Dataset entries

──────────

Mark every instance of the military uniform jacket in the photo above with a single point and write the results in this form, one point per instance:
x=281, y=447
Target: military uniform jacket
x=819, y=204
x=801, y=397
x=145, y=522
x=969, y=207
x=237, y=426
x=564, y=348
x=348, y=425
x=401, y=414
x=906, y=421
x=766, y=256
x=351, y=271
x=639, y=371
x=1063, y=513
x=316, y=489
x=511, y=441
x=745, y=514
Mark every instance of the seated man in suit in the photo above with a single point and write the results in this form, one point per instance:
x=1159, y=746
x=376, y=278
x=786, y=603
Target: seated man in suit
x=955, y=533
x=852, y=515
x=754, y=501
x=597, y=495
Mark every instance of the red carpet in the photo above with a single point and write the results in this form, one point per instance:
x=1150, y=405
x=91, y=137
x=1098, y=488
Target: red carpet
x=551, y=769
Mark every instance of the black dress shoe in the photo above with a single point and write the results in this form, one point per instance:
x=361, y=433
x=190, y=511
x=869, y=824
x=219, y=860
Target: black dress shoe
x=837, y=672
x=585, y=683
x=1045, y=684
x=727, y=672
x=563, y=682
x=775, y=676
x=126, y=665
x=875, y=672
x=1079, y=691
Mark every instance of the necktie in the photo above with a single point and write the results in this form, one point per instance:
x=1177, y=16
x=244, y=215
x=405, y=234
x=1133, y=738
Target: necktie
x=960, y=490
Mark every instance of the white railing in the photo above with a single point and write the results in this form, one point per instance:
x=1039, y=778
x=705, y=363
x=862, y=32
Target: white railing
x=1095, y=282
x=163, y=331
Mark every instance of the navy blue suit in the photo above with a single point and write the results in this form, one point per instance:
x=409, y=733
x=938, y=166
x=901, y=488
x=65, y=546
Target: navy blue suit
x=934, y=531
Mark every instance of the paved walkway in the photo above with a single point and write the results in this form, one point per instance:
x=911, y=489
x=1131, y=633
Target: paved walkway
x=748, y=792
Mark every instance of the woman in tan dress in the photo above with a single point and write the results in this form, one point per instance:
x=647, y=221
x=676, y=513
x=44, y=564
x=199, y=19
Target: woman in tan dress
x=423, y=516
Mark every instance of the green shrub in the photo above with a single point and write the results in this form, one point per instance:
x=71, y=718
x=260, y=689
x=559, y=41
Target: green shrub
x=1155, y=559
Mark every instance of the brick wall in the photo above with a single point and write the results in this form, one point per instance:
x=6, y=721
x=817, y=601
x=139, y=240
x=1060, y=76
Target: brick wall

──────────

Out of the data above, transcribe exactly and only the lines starting with the line that has "Mark every instance of the navy" and going on through the line that has "Mark every instance of the woman", both included.

> _EXERCISE RESPONSE_
Mark every instance of the navy blue suit in the photo above with a single point and write the results in this form, one point per instance:
x=409, y=733
x=938, y=166
x=901, y=488
x=65, y=546
Target: navy blue suit
x=934, y=531
Mark every instance of the paved walkway in the photo above with a single point and write the results in this form, one point per instance:
x=911, y=489
x=1131, y=633
Target: paved walkway
x=748, y=792
Mark every instance of the woman in tan dress in the photo above with a single point and write the results in this form, one point per instance:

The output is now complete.